### Records for this task
--- START ---

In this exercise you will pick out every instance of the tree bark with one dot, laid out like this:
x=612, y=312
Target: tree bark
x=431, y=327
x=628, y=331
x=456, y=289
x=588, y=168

--- END ---

### Directions for this task
Please quote the records above exactly, without skipping a line.

### Answer space
In this exercise you will pick out every instance of the tree bark with one dot, laid out like this:
x=612, y=312
Target: tree bark
x=431, y=327
x=628, y=331
x=456, y=289
x=588, y=168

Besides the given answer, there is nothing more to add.